Task details: Reproduce every row below verbatim, character for character, but omit the picture from your output.

Records for processing:
* BEGIN *

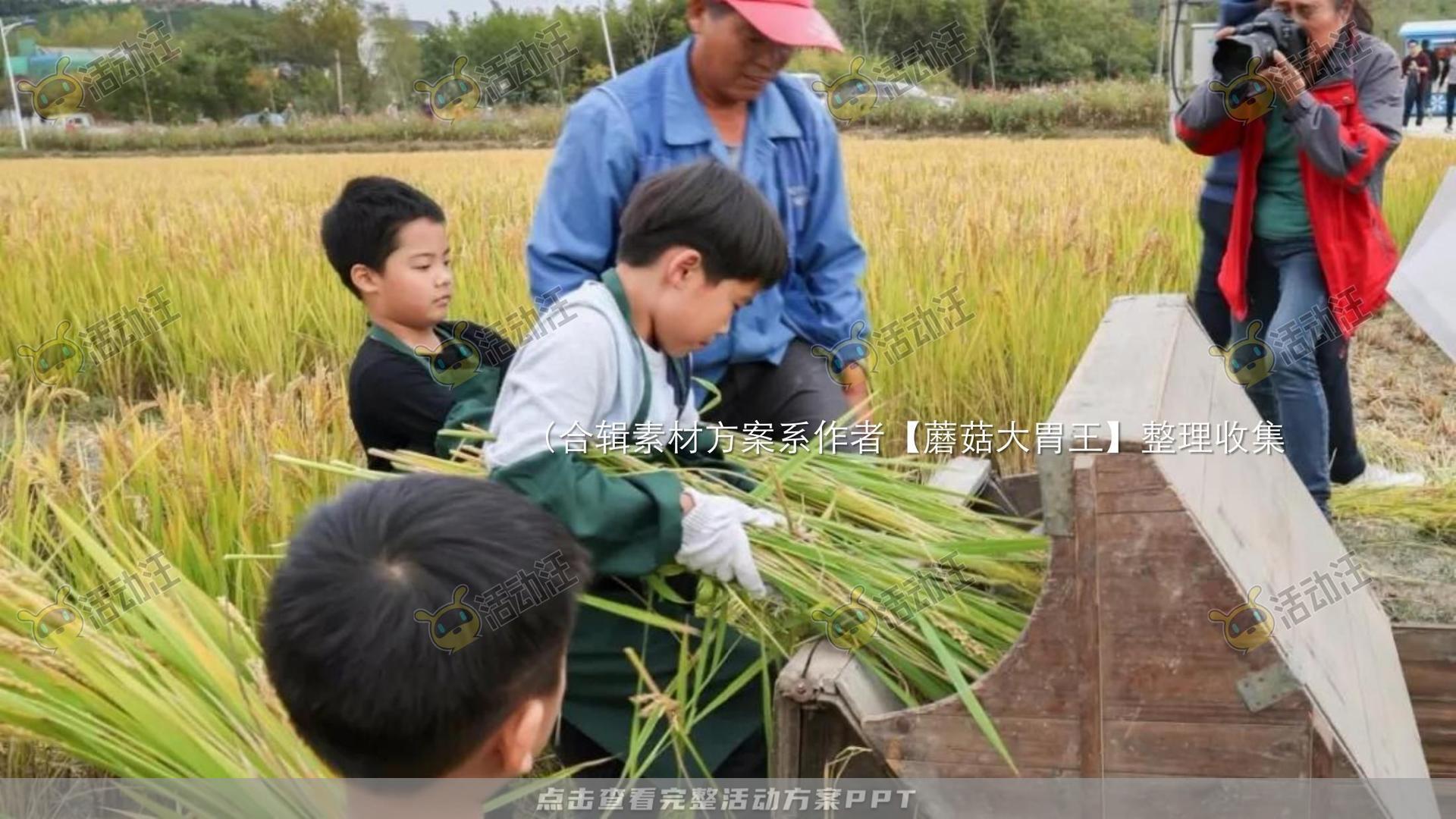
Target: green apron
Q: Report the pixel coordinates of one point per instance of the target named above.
(473, 401)
(632, 525)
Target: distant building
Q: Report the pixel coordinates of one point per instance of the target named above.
(372, 42)
(33, 61)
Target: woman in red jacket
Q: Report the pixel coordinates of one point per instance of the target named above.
(1307, 213)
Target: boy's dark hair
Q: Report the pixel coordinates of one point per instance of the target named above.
(362, 675)
(711, 209)
(363, 224)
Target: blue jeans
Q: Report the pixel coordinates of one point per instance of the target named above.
(1207, 299)
(1293, 394)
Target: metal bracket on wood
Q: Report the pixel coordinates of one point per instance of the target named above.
(1266, 687)
(1055, 471)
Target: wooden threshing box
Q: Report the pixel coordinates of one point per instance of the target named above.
(1120, 670)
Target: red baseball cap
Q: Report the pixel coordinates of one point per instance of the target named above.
(789, 22)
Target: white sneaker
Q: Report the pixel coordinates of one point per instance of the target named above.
(1378, 477)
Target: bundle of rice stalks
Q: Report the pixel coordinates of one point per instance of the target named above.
(155, 679)
(1430, 509)
(928, 594)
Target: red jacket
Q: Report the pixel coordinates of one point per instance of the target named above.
(1347, 127)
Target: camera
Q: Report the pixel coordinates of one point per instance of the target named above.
(1272, 30)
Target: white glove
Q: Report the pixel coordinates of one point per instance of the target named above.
(714, 541)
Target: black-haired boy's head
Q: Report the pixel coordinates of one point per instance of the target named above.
(708, 242)
(389, 246)
(419, 629)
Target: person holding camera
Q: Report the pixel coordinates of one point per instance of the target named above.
(1307, 215)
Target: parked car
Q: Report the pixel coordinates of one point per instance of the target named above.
(262, 118)
(71, 121)
(894, 91)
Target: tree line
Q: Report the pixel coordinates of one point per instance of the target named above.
(243, 57)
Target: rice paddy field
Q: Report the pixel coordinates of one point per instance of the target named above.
(169, 447)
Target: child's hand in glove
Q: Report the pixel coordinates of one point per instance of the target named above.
(715, 542)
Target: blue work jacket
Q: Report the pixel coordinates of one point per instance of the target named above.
(650, 120)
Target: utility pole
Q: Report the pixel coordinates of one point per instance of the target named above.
(338, 77)
(146, 95)
(15, 95)
(606, 37)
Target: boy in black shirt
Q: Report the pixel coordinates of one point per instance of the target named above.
(414, 373)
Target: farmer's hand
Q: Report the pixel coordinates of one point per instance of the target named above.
(715, 542)
(856, 391)
(1285, 77)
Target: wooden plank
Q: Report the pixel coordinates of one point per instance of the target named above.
(1207, 749)
(1090, 661)
(1261, 528)
(1426, 642)
(1430, 681)
(1034, 744)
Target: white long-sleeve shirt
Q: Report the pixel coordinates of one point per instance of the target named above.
(582, 368)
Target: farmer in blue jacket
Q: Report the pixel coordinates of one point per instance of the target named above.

* END *

Answer in full:
Target: green apron
Q: Report the pixel coordinates of one point per instance of the target named above.
(473, 401)
(632, 525)
Target: distant building
Q: Report the pixel coordinates of one point per instance of the target named above.
(372, 42)
(33, 61)
Target: woman in red jacket
Q: Report the pixel coordinates of one point per instance of the target named above.
(1307, 213)
Target: boy's dark hair
Q: Report the pixel coordinates of one point per instance of the target named above.
(362, 675)
(711, 209)
(363, 224)
Target: blue jeans
Q: Report the pixel coordinates of one point per instance of the target named above.
(1207, 299)
(1293, 394)
Target: metal bracket on wood
Q: Report the pixel coordinates of one point per instance of the target named above.
(1266, 687)
(1055, 471)
Target: wooden threshing box
Q: Report the pixel coordinates of one point per instance of the target named above.
(1120, 670)
Target: red baseball cap
Q: Report the pixel coordinates of one point per instance of the target named above.
(789, 22)
Target: white sneaker
Q: Report the pixel coordinates of one point per instance of the target named above.
(1378, 477)
Target: bundle of rice stalks
Q: Report the pixel coordinates of one point per instance of the target named above.
(155, 679)
(1430, 509)
(928, 594)
Target: red jacket
Q: Report the pixel coordinates of one point per instance of the target named above.
(1347, 127)
Target: camera
Q: Report the pixel coordinates of one point per instance of the target named above.
(1272, 30)
Target: white glove
Q: Report the pixel coordinates of one point per instance of the target named above.
(714, 541)
Target: black-haired boy's head
Q: Report the pixel coordinates of one point per instance of the target named above.
(708, 242)
(389, 246)
(419, 629)
Target: person holding camera
Q: Report the pixel coordinates of one point per instance of the target named above.
(1307, 215)
Target: parked car
Q: Report the pixel coordinates of one point per instance of the target named above.
(262, 118)
(71, 121)
(894, 91)
Target: tree line
Q: Report the pixel coordinates of one point per instance of the target named above.
(243, 57)
Target: rice paddy field
Q: Report the pixel coordinates of one point per instance of the target named above.
(169, 447)
Target: child's hand in glove
Q: Report the pixel coordinates of one point per instance of the target named above.
(715, 542)
Target: blue work jacket
Q: Report the pixel coordinates of one point per instance of the target named above.
(650, 120)
Target: utility pole
Q: Report the pixel coordinates of one point per instance of the target named above.
(338, 77)
(146, 95)
(15, 95)
(606, 37)
Target: boy in black shirt
Q: Report the pixel coordinates of one point per instance of the target named above.
(414, 373)
Target: farmer's hand
Q: Report the pixel coordinates of one point per instance of the target named above.
(715, 542)
(856, 391)
(1285, 77)
Target: wooden plank
Q: Report the pixel coordinates of one point per instance of the target named above.
(1207, 749)
(1090, 661)
(1261, 528)
(1426, 642)
(1430, 681)
(1034, 744)
Target: white long-sleeve shirt
Q: Report the pixel coordinates of one point per instance of the target named above.
(582, 368)
Target: farmer in blue jacket
Q: Report the pixel coordinates of one point per instance of the target named above.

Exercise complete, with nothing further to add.